Stored items:
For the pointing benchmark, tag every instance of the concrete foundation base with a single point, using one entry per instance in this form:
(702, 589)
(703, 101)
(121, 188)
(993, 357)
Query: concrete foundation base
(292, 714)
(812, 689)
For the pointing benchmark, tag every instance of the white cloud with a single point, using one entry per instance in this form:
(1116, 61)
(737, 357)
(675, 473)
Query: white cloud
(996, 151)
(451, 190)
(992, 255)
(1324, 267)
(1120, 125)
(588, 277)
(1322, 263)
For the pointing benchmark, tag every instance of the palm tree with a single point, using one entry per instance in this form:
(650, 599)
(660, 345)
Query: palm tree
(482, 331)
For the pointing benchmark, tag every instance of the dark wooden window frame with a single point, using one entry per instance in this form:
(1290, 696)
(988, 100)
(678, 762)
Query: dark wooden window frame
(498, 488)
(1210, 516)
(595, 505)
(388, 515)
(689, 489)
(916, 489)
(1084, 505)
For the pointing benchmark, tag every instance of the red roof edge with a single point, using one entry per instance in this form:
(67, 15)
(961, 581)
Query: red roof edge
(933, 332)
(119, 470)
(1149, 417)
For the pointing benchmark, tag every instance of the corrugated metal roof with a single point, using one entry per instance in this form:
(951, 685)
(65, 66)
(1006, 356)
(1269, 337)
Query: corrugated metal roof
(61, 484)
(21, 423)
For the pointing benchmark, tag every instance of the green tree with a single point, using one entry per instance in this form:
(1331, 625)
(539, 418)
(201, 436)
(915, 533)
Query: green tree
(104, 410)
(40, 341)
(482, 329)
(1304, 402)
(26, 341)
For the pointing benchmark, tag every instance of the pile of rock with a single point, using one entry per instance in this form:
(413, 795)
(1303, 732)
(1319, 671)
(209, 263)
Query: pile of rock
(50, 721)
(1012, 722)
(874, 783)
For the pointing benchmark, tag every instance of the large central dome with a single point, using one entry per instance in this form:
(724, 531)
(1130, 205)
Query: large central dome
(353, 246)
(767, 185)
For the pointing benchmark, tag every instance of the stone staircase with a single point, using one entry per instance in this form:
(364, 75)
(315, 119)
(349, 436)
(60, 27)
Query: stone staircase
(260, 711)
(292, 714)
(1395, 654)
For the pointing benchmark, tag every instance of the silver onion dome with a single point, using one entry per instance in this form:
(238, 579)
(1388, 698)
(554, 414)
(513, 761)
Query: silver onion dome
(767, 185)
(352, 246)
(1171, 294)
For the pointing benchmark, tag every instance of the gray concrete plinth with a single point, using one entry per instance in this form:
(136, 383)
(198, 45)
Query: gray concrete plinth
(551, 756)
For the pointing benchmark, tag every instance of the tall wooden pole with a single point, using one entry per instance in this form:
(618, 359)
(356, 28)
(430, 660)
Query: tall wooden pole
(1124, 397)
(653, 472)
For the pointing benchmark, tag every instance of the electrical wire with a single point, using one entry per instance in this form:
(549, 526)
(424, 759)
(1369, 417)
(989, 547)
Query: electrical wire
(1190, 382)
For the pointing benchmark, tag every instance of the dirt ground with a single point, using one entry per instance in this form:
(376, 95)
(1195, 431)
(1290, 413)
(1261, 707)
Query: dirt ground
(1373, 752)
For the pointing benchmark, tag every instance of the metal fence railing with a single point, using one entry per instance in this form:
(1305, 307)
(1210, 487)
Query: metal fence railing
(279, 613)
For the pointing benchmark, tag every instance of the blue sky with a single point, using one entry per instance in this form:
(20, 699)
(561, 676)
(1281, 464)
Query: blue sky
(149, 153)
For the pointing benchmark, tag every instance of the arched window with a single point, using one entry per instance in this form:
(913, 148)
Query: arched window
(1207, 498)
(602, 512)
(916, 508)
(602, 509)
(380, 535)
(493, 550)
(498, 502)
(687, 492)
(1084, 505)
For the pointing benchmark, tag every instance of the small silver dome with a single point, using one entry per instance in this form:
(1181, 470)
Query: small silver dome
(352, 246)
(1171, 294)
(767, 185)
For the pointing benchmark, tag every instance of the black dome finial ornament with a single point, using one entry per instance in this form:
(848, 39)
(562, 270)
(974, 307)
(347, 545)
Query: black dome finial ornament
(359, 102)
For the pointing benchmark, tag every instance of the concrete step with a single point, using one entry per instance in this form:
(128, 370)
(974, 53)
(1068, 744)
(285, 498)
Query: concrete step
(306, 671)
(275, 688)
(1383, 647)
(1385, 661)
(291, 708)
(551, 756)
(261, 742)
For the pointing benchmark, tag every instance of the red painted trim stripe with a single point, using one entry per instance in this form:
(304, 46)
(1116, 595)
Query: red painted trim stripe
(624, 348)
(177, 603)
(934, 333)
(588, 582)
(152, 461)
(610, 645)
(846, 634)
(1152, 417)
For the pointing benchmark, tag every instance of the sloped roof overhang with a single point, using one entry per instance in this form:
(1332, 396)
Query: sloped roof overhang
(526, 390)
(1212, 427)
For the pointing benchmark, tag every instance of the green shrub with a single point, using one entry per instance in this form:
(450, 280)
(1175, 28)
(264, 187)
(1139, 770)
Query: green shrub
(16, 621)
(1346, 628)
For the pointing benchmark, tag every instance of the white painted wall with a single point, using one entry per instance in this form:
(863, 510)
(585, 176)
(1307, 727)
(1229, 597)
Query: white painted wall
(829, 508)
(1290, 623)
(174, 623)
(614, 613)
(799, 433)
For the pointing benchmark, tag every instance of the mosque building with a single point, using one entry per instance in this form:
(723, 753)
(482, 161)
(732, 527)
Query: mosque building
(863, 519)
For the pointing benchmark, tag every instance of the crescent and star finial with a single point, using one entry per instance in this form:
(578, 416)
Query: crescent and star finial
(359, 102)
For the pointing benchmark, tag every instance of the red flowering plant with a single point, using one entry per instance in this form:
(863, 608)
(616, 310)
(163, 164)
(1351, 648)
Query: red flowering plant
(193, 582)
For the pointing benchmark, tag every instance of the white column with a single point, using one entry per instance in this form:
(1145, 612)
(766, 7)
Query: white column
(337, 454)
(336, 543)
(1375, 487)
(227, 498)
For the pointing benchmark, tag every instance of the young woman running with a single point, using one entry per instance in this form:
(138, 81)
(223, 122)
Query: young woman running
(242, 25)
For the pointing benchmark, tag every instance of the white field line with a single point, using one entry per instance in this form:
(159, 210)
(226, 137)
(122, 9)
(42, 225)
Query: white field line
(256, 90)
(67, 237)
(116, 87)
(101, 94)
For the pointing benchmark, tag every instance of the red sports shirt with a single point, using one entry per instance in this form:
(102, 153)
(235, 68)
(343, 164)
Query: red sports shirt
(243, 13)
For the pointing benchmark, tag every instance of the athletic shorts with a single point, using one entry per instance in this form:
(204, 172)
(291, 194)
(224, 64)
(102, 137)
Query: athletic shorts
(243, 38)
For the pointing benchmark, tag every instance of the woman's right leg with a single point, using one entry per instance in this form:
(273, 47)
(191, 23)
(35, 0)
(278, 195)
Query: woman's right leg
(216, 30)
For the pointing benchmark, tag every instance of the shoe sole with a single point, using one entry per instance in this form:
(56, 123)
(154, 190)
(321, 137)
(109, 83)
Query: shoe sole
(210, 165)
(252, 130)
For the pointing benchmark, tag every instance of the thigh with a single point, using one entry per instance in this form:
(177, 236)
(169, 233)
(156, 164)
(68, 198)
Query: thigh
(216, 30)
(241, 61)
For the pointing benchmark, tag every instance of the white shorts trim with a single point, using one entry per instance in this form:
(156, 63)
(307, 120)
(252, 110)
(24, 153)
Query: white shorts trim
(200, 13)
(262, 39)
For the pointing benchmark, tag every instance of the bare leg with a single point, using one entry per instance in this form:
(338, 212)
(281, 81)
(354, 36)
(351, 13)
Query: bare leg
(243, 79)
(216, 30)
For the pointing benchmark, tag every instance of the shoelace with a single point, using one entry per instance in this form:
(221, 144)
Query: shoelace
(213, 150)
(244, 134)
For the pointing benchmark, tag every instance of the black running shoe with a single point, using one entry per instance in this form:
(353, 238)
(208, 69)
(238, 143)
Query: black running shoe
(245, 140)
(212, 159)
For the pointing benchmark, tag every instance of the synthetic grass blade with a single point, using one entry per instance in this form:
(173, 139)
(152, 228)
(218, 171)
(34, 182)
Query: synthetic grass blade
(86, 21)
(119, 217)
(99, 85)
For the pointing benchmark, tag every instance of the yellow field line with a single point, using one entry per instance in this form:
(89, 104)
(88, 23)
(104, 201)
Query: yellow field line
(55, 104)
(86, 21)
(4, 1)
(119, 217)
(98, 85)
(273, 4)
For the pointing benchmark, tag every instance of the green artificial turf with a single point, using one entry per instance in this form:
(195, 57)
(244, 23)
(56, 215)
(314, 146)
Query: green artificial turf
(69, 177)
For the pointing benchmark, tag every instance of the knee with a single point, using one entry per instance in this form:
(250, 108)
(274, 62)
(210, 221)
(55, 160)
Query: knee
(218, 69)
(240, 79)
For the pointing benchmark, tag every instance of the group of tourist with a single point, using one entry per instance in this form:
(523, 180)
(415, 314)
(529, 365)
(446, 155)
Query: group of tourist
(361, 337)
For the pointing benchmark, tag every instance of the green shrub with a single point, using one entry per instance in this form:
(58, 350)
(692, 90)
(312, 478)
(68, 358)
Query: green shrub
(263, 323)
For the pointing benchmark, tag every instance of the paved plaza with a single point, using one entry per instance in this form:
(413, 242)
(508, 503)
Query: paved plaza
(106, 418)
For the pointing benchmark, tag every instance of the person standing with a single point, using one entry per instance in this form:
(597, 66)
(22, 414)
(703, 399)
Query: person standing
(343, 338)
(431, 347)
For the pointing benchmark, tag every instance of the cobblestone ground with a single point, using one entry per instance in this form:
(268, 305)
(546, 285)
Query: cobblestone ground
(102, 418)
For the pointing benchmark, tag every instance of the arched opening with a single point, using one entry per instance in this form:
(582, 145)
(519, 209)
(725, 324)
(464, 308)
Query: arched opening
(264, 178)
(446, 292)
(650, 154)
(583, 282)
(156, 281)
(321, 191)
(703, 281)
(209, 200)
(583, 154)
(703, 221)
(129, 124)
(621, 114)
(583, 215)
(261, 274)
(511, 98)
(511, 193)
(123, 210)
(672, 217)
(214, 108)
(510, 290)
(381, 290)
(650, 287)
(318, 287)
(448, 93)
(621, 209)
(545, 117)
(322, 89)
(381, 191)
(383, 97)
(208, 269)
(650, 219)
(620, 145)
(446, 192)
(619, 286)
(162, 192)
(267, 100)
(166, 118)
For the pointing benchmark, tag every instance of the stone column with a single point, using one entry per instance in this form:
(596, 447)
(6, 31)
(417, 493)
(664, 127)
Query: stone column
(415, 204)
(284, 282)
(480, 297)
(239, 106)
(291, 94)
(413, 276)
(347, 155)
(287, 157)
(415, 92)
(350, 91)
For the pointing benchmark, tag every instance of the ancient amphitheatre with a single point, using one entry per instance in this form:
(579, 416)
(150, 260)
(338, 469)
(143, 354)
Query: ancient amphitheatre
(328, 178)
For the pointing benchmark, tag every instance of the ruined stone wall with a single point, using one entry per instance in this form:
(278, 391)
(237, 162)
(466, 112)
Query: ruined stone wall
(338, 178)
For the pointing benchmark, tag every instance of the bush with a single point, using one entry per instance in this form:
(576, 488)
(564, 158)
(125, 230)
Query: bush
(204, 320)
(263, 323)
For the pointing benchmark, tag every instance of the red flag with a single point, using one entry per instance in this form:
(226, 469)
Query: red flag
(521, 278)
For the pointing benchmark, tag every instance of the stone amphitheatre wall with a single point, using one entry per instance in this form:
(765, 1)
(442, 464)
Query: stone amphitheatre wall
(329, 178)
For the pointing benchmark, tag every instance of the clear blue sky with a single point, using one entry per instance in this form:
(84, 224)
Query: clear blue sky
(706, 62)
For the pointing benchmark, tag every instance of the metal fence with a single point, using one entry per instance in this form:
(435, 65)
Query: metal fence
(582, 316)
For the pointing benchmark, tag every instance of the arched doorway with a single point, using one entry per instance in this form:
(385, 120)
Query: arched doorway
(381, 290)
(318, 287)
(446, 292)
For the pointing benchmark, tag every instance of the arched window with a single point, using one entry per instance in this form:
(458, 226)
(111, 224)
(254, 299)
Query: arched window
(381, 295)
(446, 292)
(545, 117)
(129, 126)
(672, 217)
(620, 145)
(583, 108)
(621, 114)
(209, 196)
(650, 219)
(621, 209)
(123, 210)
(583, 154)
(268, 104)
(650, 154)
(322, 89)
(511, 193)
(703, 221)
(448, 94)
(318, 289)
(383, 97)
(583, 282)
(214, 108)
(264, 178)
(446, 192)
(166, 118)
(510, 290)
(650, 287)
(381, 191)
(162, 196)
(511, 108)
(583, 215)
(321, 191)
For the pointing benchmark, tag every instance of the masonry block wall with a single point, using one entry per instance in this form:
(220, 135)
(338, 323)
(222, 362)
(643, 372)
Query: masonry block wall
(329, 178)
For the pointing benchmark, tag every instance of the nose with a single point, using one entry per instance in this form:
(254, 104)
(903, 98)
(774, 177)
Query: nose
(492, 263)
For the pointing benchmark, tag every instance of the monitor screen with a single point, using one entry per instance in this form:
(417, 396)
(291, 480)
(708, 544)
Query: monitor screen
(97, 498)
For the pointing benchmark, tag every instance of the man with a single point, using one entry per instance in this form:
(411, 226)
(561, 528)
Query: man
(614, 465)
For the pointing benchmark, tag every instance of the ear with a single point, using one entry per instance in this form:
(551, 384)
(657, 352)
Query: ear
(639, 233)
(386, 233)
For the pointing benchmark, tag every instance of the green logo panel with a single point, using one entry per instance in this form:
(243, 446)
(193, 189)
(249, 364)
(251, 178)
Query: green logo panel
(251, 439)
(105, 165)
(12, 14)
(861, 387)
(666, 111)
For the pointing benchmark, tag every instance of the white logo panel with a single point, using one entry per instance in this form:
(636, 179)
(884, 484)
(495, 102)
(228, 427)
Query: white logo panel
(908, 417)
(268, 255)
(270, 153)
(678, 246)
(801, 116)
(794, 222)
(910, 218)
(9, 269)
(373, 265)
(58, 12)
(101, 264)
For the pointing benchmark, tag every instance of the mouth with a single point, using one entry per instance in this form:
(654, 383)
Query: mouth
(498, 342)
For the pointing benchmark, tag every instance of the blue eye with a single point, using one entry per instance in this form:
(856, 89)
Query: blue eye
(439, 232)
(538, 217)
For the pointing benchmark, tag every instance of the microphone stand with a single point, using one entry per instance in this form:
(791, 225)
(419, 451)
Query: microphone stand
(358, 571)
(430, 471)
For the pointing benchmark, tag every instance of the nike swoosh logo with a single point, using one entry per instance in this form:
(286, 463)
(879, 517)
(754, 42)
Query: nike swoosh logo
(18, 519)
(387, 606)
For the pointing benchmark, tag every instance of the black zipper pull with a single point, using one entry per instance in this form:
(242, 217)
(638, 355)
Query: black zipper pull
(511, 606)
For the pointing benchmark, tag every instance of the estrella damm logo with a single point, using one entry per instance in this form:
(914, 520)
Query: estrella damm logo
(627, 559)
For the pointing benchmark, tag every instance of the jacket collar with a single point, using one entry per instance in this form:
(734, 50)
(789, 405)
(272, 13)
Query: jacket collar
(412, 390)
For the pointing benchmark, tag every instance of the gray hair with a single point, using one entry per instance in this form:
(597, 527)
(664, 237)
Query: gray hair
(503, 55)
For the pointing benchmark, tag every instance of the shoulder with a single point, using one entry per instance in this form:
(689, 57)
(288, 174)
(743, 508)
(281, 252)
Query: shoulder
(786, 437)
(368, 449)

### [Directive]
Only the lines from the one containing "For the pointing benchmark, tag every instance of the estrella" to the end of the records should be repeated, exactly as they appear.

### [Result]
For the pointing benchmark, tag every instance of the estrella damm logo with a single point, using one entry per instance in this form:
(914, 520)
Query: estrella damm logo
(627, 559)
For the pointing benchmark, tag every instance of the jacket collar with a single point, using one entry per instance in this form:
(734, 50)
(789, 405)
(272, 13)
Query: jacket collar
(412, 390)
For the pointing benchmark, tag every instance of the gray hair with a single point, using one entry per instance in this form:
(597, 527)
(664, 237)
Query: gray hair
(503, 55)
For the pointing benchmark, tag every instance of the shoulder with a single point, using one entry per instance in this form:
(689, 57)
(288, 174)
(743, 508)
(281, 252)
Query: shoulder
(786, 437)
(368, 449)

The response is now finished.